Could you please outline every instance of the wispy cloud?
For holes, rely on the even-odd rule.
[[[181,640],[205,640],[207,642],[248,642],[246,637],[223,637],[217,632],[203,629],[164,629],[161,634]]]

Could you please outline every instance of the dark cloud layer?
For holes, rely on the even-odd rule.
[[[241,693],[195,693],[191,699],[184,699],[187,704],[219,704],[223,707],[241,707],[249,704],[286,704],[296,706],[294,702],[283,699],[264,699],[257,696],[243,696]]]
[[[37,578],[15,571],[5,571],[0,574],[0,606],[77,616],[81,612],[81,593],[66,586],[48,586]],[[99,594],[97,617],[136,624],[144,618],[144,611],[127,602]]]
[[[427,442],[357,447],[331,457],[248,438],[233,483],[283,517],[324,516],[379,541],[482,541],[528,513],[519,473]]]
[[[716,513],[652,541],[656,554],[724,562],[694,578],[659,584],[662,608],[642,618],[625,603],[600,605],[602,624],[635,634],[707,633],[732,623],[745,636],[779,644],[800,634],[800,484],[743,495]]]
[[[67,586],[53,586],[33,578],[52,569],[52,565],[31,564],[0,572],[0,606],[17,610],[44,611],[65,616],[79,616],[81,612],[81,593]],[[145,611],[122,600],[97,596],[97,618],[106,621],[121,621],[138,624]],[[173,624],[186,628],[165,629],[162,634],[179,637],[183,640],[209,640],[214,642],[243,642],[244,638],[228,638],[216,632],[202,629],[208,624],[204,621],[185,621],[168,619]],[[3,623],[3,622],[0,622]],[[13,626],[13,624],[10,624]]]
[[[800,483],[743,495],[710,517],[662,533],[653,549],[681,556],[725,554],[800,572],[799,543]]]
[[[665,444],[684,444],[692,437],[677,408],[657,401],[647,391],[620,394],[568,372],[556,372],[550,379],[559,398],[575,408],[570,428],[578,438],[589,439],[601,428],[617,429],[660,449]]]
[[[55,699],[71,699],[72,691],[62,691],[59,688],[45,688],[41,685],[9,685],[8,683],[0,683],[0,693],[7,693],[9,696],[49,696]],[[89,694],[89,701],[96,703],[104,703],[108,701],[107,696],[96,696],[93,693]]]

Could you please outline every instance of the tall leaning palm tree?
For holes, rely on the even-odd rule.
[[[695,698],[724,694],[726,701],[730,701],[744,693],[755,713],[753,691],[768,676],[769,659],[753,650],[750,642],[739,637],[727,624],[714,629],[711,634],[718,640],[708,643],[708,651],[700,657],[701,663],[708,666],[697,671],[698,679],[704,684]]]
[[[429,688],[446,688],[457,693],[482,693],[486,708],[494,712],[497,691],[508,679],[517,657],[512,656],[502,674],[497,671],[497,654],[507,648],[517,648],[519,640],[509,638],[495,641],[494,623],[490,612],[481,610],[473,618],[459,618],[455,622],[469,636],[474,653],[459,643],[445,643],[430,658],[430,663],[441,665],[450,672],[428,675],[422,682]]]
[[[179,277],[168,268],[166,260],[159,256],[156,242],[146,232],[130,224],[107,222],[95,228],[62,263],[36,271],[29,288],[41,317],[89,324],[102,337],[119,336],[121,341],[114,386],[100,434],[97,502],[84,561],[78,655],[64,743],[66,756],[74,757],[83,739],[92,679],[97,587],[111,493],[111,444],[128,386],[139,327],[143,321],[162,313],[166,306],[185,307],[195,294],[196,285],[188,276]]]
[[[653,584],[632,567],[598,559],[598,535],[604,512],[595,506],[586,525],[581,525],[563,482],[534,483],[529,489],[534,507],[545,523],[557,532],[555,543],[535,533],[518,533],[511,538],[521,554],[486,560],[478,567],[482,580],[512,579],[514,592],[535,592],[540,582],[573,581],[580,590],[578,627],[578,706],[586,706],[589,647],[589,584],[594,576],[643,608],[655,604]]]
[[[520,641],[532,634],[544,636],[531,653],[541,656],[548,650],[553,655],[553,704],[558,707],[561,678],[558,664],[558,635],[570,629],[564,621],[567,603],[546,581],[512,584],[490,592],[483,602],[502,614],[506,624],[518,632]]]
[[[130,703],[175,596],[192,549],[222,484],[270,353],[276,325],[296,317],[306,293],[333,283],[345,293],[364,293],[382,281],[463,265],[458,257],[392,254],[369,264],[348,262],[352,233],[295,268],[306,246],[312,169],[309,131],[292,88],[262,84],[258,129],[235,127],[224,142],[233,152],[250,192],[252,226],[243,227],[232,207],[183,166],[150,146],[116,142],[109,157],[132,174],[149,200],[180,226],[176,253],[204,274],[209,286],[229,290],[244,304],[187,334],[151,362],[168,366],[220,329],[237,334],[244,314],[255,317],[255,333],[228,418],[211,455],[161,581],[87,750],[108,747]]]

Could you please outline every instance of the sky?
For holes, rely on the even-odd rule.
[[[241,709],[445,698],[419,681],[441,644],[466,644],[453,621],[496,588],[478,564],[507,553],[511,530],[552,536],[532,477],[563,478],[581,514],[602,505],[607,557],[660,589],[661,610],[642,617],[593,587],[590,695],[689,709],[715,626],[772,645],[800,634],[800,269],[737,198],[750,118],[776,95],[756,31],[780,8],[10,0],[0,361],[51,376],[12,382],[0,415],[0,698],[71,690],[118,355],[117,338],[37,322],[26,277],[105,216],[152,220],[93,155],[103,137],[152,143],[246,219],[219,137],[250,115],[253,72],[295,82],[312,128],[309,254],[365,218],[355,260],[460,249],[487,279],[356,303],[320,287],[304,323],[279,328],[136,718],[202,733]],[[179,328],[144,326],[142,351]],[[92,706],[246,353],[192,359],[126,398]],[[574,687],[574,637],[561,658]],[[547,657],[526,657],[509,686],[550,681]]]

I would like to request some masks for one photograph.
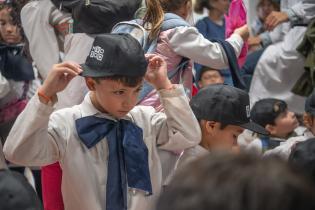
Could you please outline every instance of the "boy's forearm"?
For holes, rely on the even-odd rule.
[[[17,118],[4,145],[5,157],[19,165],[42,166],[58,159],[55,140],[48,133],[52,106],[39,101],[37,94]]]
[[[197,145],[201,140],[200,126],[195,118],[182,85],[160,90],[166,120],[163,121],[157,143],[161,149],[179,151]]]

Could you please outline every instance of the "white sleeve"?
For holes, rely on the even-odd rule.
[[[59,46],[50,15],[55,7],[49,0],[31,1],[21,10],[21,22],[29,41],[31,56],[45,79],[51,67],[60,62]]]
[[[238,57],[243,47],[243,39],[233,34],[228,41]],[[178,55],[215,69],[228,67],[227,56],[219,43],[204,38],[195,27],[177,27],[170,34],[169,44]]]
[[[296,2],[296,4],[286,10],[290,21],[293,23],[309,23],[315,17],[315,1],[302,0]]]
[[[7,95],[10,91],[10,84],[6,78],[0,73],[0,99]]]
[[[37,94],[15,121],[4,144],[7,160],[24,166],[44,166],[61,160],[65,153],[67,120],[52,114],[54,108]]]
[[[196,146],[201,140],[199,123],[193,114],[182,85],[173,90],[160,90],[165,113],[156,112],[151,125],[155,128],[160,149],[178,152]]]
[[[262,143],[259,138],[256,138],[254,141],[252,141],[247,147],[246,151],[250,154],[254,155],[262,155]]]

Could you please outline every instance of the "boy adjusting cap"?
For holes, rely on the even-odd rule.
[[[268,135],[260,125],[250,120],[248,94],[227,85],[209,85],[195,95],[190,106],[198,120],[237,125],[259,134]]]
[[[140,43],[129,34],[104,34],[95,37],[81,64],[83,77],[144,76],[148,62]]]

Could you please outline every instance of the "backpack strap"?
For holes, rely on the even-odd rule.
[[[180,26],[187,26],[189,27],[189,23],[187,23],[183,18],[174,13],[165,13],[164,14],[164,21],[162,23],[160,31],[167,31],[172,28],[180,27]]]
[[[162,23],[160,32],[167,31],[179,26],[190,26],[183,18],[173,13],[165,13],[164,21]],[[157,39],[155,39],[151,43],[150,52],[155,52],[157,46]],[[149,51],[148,51],[149,53]],[[167,72],[168,78],[171,80],[173,79],[179,72],[185,71],[189,64],[188,58],[183,58],[178,66],[174,70],[170,70]],[[154,88],[148,82],[144,82],[142,91],[139,95],[138,103],[140,103]]]
[[[190,26],[183,18],[173,13],[165,13],[164,21],[162,23],[160,32],[167,31],[179,26]],[[136,38],[141,44],[145,53],[154,53],[157,47],[158,38],[154,40],[149,39],[149,32],[143,27],[143,20],[135,19],[131,21],[124,21],[116,24],[111,33],[128,33]],[[183,58],[176,69],[168,71],[168,78],[172,79],[179,72],[184,71],[189,64],[188,58]],[[139,102],[141,102],[154,88],[148,83],[144,82],[142,91],[139,95]]]

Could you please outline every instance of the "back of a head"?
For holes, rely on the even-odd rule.
[[[42,206],[36,192],[23,175],[0,170],[0,209],[41,210]]]
[[[311,210],[315,188],[285,162],[214,155],[179,171],[158,210]]]
[[[291,151],[289,162],[315,183],[315,138],[297,143]]]

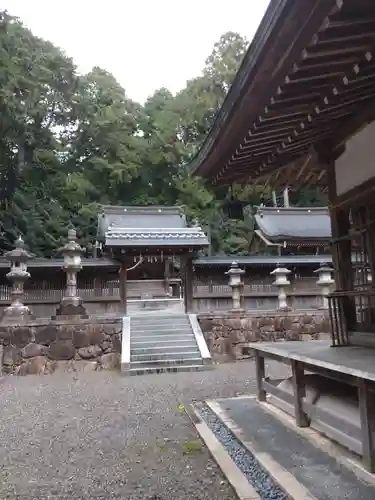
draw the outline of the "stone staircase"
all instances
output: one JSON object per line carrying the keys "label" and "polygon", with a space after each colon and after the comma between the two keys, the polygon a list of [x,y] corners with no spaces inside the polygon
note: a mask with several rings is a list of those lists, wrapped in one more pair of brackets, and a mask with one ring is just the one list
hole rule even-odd
{"label": "stone staircase", "polygon": [[130,375],[207,369],[211,356],[195,315],[131,316]]}

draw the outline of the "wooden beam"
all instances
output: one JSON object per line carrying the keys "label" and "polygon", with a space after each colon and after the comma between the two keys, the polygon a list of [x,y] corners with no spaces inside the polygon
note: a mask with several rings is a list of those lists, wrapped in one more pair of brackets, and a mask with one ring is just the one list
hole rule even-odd
{"label": "wooden beam", "polygon": [[347,47],[339,41],[330,41],[327,47],[323,50],[322,45],[310,45],[306,49],[302,50],[302,59],[317,59],[325,57],[335,57],[342,55],[349,55],[350,53],[361,54],[365,52],[368,48],[368,43],[362,43],[355,47]]}

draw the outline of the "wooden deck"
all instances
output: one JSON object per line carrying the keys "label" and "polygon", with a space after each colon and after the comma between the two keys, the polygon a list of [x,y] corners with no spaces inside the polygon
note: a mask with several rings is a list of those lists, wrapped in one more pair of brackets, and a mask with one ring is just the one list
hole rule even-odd
{"label": "wooden deck", "polygon": [[326,370],[375,382],[375,348],[357,346],[331,347],[330,341],[251,343],[268,357],[295,360]]}
{"label": "wooden deck", "polygon": [[[256,354],[258,400],[265,402],[271,394],[285,411],[290,409],[298,427],[322,430],[362,455],[364,466],[375,472],[375,349],[331,347],[324,340],[250,347]],[[271,381],[267,358],[290,365],[291,379]]]}

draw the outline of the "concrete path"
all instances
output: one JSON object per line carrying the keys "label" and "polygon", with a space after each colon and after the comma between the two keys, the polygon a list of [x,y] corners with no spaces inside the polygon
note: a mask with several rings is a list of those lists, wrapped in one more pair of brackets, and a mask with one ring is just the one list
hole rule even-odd
{"label": "concrete path", "polygon": [[[284,371],[272,365],[272,376]],[[232,500],[178,406],[254,388],[251,361],[140,377],[8,377],[0,385],[0,498]]]}

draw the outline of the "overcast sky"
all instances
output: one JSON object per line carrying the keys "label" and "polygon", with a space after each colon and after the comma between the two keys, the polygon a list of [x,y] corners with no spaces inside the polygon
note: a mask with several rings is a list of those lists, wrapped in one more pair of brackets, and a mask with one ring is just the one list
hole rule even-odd
{"label": "overcast sky", "polygon": [[143,102],[160,87],[177,92],[197,76],[227,31],[252,39],[269,0],[0,0],[35,35],[100,66]]}

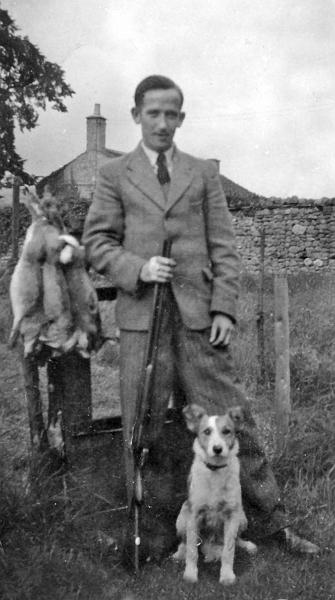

-*-*-

• EXERCISE: Take the lines from the start of the records through the line holding "Could you please outline every instance of the dark", both included, and please print them exactly, with nothing else.

• ANSWER SPACE:
Could you please outline every instance of the wispy cloud?
For holes, rely on the even-odd rule.
[[[181,640],[205,640],[207,642],[248,642],[246,637],[223,637],[217,632],[203,629],[164,629],[161,634]]]

Could you please outline every instance of the dark cloud layer?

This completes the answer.